Problem to work on: Can you reproduce, word for word and with nothing else, the stretch of the records from the line containing "Whereabouts in this frame is the dense" through the line containing "top-left (705, 0), bottom-right (875, 109)", including both of those lines?

Provided data:
= = = = = = =
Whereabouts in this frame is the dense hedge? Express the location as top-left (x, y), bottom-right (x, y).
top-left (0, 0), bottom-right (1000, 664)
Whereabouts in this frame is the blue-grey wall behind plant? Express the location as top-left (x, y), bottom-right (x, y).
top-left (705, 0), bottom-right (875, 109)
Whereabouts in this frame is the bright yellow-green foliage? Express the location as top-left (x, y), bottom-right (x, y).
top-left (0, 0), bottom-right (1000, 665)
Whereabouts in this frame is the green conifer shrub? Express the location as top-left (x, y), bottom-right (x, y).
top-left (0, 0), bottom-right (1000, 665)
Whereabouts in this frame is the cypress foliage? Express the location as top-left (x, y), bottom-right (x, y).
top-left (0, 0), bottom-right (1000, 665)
= = = = = = =
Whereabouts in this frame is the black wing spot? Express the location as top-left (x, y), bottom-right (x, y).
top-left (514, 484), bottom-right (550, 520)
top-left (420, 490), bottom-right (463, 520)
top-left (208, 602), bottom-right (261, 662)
= = = = = = =
Correct answer:
Whereabouts in this frame is the dense hedge? Express the location as top-left (x, y), bottom-right (x, y).
top-left (0, 0), bottom-right (1000, 664)
Whereabouts in this frame is the blue-grey wall behind plant? Express the location as top-left (x, y), bottom-right (x, y).
top-left (705, 0), bottom-right (875, 109)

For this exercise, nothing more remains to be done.